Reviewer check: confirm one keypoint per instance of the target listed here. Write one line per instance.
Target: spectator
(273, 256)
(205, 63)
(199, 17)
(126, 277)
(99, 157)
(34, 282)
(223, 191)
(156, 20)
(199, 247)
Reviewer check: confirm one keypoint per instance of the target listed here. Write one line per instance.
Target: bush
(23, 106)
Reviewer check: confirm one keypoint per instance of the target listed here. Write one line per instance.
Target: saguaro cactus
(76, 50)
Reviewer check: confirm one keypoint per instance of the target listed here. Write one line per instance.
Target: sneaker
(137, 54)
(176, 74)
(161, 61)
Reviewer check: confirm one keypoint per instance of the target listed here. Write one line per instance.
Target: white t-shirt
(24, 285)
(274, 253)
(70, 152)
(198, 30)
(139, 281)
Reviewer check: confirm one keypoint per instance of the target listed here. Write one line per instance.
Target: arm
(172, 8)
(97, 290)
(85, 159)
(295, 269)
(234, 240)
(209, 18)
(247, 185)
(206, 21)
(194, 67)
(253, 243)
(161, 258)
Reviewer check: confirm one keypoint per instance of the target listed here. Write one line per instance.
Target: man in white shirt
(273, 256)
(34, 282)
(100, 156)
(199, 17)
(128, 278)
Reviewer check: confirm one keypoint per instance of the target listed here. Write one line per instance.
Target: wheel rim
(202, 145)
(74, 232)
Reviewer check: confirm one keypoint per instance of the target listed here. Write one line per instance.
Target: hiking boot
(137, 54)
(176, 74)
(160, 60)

-- DIRECTION --
Transcribe every entry word for word.

-- COMPLETE ANSWER --
Reviewer check: confirm one keypoint per instance of the target listed here. Write one line per instance.
Target: spectator
(273, 256)
(205, 63)
(199, 17)
(126, 277)
(99, 157)
(34, 282)
(223, 191)
(156, 20)
(199, 247)
Reviewer check: confirm one keypoint per instance of the target listed here. Write one line per instance.
Target: bush
(23, 106)
Reviewer check: confirm one keypoint per instance of the target listed here. Write one line per instance.
Target: saguaro cactus
(76, 50)
Reviewer check: confirm one keypoint per instance of the target listed here. Write one line per instance.
Target: sneaker
(137, 54)
(176, 74)
(161, 61)
Reviewer check: confirm one keypoint per instance of the target listed here. Write one line per instance.
Target: white t-shirt
(24, 285)
(274, 253)
(70, 152)
(198, 30)
(139, 281)
Reviewer check: confirm one keypoint per instance of the target listed here. Write one line per instance.
Target: arm
(172, 8)
(97, 290)
(85, 159)
(295, 269)
(234, 240)
(209, 18)
(247, 185)
(206, 21)
(194, 67)
(253, 243)
(161, 258)
Reviewer check: confirm one keypoint per instance of the target listed here. Write one line per instance.
Target: man in white shirt
(273, 256)
(34, 282)
(100, 156)
(199, 17)
(128, 278)
Reviewer check: confirm one keypoint per instance of the target listed here. Write one line per instance.
Target: wheel rim
(202, 145)
(74, 232)
Reviewer check: confirm one keypoint per instance of the target listed here. Write one line per instance.
Target: hiking boot
(137, 54)
(176, 74)
(160, 60)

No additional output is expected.